Gabriel Garcia Marquez: raccontare una vita

Gabriel Garcia Marquez: raccontare una vitaLa vita non è quella che si è vissuta, ma quella che si ricorda e come la si ricorda per raccontarla…

Nell'incipit della sua autobiografia "Vivere per raccontarla" (Vivir para contarla), pubblicata nel 2002, si intuisce la grandiosità di uno scrittore che si è modellato scrivendo, scrive modellandosi e alla fine finisce per riflettersi all'interno delle sue opere.

Nella sua tesi la dott.ssa Giada Stefani parte dall'autobiografia di Gabriel Garcia Marquez per analizzare il suo romanzo più famoso Cent'anni di solitudine, dove la narrazione e vita vissuta si mescolano.

(Voci sulla posizione degli oggetti nelle immagini)
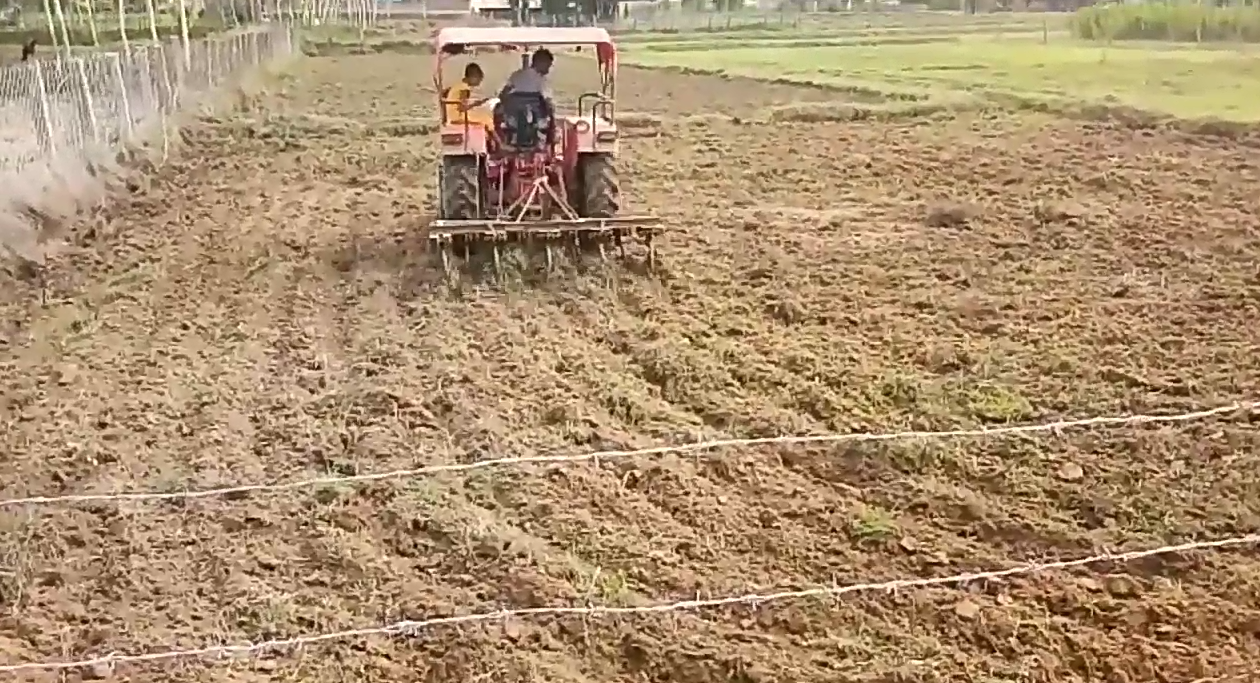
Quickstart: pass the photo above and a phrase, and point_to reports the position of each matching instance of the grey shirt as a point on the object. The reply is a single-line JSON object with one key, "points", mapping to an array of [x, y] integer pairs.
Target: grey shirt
{"points": [[526, 80]]}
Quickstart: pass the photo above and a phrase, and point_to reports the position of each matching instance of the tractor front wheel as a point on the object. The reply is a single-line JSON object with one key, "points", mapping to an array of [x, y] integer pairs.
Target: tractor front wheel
{"points": [[460, 188], [601, 190]]}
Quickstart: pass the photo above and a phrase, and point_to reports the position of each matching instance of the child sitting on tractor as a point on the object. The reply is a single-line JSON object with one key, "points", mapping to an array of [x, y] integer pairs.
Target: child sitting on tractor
{"points": [[459, 103]]}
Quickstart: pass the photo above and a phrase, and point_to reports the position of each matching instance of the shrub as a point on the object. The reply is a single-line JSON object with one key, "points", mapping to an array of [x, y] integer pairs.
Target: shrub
{"points": [[1187, 23]]}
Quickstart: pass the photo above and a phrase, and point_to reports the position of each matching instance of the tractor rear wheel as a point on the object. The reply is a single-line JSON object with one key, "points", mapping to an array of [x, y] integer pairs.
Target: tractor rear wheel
{"points": [[460, 188], [601, 190]]}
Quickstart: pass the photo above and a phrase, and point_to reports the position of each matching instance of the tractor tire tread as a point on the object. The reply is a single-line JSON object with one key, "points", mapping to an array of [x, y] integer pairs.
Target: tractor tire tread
{"points": [[601, 188], [459, 188]]}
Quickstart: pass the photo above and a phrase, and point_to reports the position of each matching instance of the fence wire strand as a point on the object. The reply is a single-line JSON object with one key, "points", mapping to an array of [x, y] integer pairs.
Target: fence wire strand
{"points": [[1123, 420], [413, 626]]}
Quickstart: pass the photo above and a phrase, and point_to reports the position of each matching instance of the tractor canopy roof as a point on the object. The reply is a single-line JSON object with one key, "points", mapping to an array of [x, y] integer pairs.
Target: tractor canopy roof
{"points": [[522, 35]]}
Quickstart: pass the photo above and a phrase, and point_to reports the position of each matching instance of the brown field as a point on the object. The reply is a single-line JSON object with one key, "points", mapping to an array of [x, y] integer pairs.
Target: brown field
{"points": [[265, 311]]}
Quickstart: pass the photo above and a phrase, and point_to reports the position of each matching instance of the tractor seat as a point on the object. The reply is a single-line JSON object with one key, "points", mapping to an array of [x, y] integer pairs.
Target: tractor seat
{"points": [[524, 121]]}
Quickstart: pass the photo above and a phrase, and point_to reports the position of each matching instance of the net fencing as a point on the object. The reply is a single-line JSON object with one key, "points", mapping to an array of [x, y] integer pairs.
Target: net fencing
{"points": [[78, 107]]}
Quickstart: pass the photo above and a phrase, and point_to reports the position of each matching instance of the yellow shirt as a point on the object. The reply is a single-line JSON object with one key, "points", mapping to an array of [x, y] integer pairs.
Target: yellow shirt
{"points": [[456, 96]]}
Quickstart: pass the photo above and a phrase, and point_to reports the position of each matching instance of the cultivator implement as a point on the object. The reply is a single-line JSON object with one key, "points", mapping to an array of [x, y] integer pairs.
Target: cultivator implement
{"points": [[529, 179], [606, 238]]}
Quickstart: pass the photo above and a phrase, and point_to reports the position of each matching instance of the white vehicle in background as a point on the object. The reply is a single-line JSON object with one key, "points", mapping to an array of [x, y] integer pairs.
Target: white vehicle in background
{"points": [[503, 9]]}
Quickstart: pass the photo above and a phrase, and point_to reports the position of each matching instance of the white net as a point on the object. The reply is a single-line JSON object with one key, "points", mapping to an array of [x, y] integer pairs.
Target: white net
{"points": [[78, 107]]}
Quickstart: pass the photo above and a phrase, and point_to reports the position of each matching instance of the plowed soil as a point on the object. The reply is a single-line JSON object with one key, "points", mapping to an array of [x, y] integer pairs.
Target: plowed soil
{"points": [[266, 311]]}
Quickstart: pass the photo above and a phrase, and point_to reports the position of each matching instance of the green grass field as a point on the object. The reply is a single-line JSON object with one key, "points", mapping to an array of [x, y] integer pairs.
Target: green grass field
{"points": [[1181, 81]]}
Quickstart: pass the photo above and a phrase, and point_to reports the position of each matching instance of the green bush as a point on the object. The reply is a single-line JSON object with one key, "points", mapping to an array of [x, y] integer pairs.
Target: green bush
{"points": [[1185, 23]]}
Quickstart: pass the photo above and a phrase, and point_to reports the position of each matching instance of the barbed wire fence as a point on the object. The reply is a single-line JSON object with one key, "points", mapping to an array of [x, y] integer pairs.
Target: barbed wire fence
{"points": [[1242, 410], [112, 86]]}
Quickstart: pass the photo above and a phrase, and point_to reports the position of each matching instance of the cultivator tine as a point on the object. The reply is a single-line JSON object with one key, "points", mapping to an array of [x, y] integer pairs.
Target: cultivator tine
{"points": [[576, 235]]}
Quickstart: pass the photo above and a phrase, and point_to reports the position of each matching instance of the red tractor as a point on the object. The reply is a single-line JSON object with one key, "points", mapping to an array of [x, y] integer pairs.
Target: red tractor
{"points": [[528, 173]]}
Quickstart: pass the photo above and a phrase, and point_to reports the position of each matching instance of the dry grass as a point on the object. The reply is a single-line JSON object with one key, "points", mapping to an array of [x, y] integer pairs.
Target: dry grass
{"points": [[267, 311]]}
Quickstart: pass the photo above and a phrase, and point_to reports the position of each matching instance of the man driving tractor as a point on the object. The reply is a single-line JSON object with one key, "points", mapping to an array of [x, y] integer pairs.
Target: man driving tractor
{"points": [[524, 101], [460, 105], [532, 78]]}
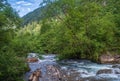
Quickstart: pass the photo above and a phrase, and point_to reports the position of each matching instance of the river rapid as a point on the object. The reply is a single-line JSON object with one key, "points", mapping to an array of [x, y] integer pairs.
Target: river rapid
{"points": [[75, 70]]}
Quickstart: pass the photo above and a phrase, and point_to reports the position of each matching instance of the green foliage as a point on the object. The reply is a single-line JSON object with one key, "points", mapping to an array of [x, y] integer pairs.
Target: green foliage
{"points": [[12, 67], [74, 29]]}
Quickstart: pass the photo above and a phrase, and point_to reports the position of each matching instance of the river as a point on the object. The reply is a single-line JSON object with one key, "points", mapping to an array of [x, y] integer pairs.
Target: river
{"points": [[75, 70]]}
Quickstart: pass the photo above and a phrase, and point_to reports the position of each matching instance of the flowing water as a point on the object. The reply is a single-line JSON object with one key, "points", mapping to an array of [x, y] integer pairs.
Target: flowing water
{"points": [[76, 70]]}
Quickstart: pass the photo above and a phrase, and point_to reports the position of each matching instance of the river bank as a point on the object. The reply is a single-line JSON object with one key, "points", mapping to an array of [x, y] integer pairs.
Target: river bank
{"points": [[73, 70]]}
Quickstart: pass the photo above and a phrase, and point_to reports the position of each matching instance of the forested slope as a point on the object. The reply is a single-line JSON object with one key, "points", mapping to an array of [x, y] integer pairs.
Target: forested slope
{"points": [[76, 28]]}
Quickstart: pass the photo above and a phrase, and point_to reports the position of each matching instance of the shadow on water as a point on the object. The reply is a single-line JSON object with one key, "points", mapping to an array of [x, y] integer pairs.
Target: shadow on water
{"points": [[75, 70]]}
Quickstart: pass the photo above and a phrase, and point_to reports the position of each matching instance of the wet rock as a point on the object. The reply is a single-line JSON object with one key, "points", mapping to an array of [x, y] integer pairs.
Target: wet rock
{"points": [[116, 66], [35, 75], [104, 71], [110, 58], [33, 59]]}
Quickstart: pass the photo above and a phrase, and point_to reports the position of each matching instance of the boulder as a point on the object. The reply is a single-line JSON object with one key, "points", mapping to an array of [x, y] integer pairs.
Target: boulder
{"points": [[116, 66], [104, 71], [109, 58], [33, 59]]}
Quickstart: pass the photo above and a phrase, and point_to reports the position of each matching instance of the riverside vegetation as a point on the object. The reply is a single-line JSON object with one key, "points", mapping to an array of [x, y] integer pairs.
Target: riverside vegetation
{"points": [[74, 29]]}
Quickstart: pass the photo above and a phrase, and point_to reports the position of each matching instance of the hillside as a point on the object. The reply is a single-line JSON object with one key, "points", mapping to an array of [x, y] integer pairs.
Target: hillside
{"points": [[32, 16]]}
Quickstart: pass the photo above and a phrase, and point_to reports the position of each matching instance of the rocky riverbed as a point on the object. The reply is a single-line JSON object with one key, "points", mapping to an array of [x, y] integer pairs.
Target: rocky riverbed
{"points": [[48, 69]]}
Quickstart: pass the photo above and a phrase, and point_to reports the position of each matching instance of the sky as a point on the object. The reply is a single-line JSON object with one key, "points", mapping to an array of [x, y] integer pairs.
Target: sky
{"points": [[24, 6]]}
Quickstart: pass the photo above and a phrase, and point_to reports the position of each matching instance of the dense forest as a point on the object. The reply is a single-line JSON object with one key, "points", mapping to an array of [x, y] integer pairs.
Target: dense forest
{"points": [[73, 29]]}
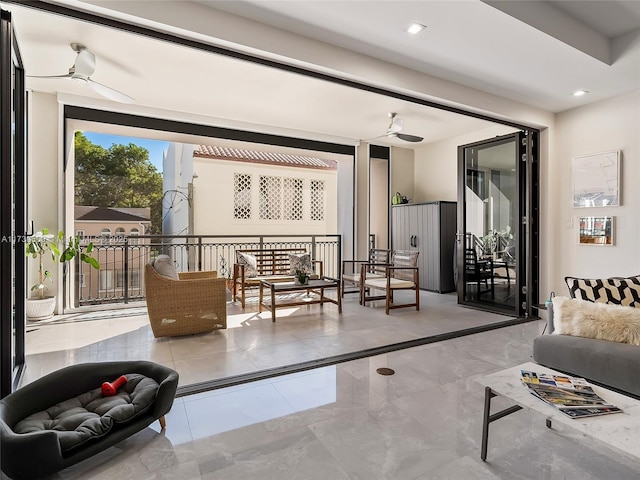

- [Istruzioni]:
• 1. Traduci in inglese questa frase del brano su Gabriel Garcia Marquez: «Nella sua tesi la dott.ssa Giada Stefani parte dall'autobiografia di Gabriel Garcia Marquez per analizzare il suo romanzo più famoso Cent'anni di solitudine, dove la narrazione e vita vissuta si mescolano.»
• 2. Continua il brano su Gabriel Garcia Marquez dopo la sua ultima frase.

- [Risposte]:
• 1. In her thesis, Dr. Giada Stefani starts from Gabriel Garcia Marquez's autobiography to analyze his most famous novel, One Hundred Years of Solitude, where narrative and lived experience blend together.

• 2.
Lo scrittore a volte vive dentro e altre fuori; vivono lì con lui le sue paure, le sue angosce, i suoi traumi di una vita vissuta. Marquez è lì quando racconta quello che ha visto, quello che ha vissuto e quello che si ricorda. Si cerca nel passato, si ritrae e si ridipinge in esso. Torna ad essere il bambino che parla con il nonno Nicolas, quel nonno che sarà involontariamente la fonte della sua scoperta di essere scrittore, il bambino che cresce lontano dai genitori con la sorellina, in una enorme casa, dove prendono vita tutti i suoi sogni ed i suoi incubi, dove trascorrerà tutta la storia di "Cent'anni di solitudine".

"Cent'anni di solitudine" (Cien años de soledad) pubblicato nel 1967 è considerato una delle opere più significative della letteratura del Novecento. Nel romanzo, che narra le vicende della famiglia Buendìa, elementi realistici e fiabeschi si mescolano con i ricordi d'infanzia di Marquez.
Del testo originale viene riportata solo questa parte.